WHAT YOU HAVE TO DO
Copy out the material in full. Leave every line as it is.

= = =

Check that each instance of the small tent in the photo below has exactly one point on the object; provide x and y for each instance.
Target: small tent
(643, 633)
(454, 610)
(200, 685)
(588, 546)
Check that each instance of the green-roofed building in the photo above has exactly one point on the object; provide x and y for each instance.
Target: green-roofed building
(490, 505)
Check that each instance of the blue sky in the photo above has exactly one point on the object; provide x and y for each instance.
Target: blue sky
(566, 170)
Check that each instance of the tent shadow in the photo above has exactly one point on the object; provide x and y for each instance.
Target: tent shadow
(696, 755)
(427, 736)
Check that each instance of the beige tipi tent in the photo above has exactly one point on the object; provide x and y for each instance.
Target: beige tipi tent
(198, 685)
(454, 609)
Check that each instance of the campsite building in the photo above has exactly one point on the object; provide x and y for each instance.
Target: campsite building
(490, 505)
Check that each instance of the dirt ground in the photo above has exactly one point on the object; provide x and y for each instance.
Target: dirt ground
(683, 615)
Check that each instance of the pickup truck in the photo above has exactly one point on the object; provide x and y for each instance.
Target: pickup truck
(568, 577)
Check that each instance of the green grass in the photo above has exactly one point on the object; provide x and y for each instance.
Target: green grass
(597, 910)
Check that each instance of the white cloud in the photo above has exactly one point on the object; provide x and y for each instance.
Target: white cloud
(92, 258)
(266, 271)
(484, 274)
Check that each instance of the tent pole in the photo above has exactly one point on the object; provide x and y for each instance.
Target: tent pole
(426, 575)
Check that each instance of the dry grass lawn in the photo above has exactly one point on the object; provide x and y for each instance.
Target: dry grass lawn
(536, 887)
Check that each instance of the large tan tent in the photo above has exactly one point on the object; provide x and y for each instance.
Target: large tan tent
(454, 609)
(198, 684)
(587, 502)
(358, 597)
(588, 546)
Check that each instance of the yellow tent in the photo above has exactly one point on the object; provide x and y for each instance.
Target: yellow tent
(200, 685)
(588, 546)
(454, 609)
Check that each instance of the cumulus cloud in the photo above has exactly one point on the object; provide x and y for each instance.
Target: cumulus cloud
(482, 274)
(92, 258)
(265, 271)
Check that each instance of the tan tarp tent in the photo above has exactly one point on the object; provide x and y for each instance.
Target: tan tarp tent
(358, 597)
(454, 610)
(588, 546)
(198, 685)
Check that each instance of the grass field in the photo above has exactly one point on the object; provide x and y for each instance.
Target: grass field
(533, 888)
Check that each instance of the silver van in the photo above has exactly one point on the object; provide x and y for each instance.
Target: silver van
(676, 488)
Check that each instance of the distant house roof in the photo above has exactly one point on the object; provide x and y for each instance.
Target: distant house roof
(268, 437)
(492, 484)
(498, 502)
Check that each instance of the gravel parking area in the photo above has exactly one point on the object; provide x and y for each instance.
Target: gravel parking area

= = =

OUTPUT FOR THIS EXERCISE
Check that each instance of the small tent in the photo below has exactly one point on the object; provide x and y for each instance.
Target: small tent
(643, 633)
(454, 610)
(200, 685)
(588, 546)
Check that each instance of the green-roofed building in the photo above has exactly one point on the object; provide x and y for each instance.
Target: green-roofed building
(490, 505)
Check that each instance of the blue sky in the photo above has exactly one point on the object; provide x and y for each instance.
Target: blue sky
(566, 170)
Check that each instance of the tent shadow in the photo above has exactly one point on the object; provide x and y for each instance.
Target: tent shadow
(696, 755)
(427, 736)
Check that each instance of the beige tipi tent in the photo above has exactly one point on the object; provide x and y for each instance.
Target: beige tipi tent
(198, 685)
(454, 609)
Check that each instance of the campsite building in the photo above has exactly one point on the object; provide x and y for each instance.
Target: campsite building
(490, 505)
Check that each instance of the dirt ground in the photo above has exactly one point on the object; provide x and y for each instance.
Target: dirt ground
(683, 615)
Check that each instance of the pickup truck in the photo above has exactly one point on the object; provide x and y for each instance.
Target: pickup truck
(568, 577)
Check that each instance of the green grass in the photo above has exactly one point on the object; provide x and y for each instance.
Target: green grass
(597, 910)
Check that each instance of the white cloud in the photo above has exactly one point on the object; provide x and y for each instance.
Target: white cloud
(92, 258)
(266, 271)
(484, 274)
Check that each instance of the tent pole in the photo above has exactly one point on the object; provide x and y for each instance.
Target: tent pole
(426, 575)
Check that each instance of the dry grass lawn in the photo above has exactly one point on the object; provide x and y for each instance.
Target: dry grass lawn
(536, 887)
Check that each instance of the large tan tent in the photo above has exactly one point on the object; provide x and y for each instance.
Target: large tan tent
(454, 609)
(198, 684)
(587, 502)
(358, 597)
(588, 546)
Check that each instance of the yellow tent in the photo above has exactly one point on the object; provide x and y for each instance.
Target: yellow tent
(200, 685)
(588, 546)
(454, 609)
Check that each instance of the cumulus cloud in the photo above has exactly one point on the object; provide x and y for each instance.
Target: cumulus cloud
(482, 274)
(92, 258)
(265, 271)
Check that each instance of the tan tarp tent in the photo above has exactly one point on the object; provide x and y for each instance.
Target: tan tarp tent
(358, 597)
(454, 610)
(588, 546)
(198, 685)
Check that each instance of the grass field in the photo above has exactly one point on the object; provide x and y for each instance.
Target: grass field
(533, 888)
Check that each instance of the silver van in the photo above has exactly one point on the object; provide x and y for each instance.
Target: silver van
(676, 488)
Check that each instance of the distant house roof in the photo above has exactly one point on the object; provide x and y for each instance.
Target: distant house roof
(268, 437)
(492, 484)
(498, 502)
Check that each instance of the gravel parking area in the photo above has exactly one point on the object; provide x and y for each instance.
Target: gravel parking area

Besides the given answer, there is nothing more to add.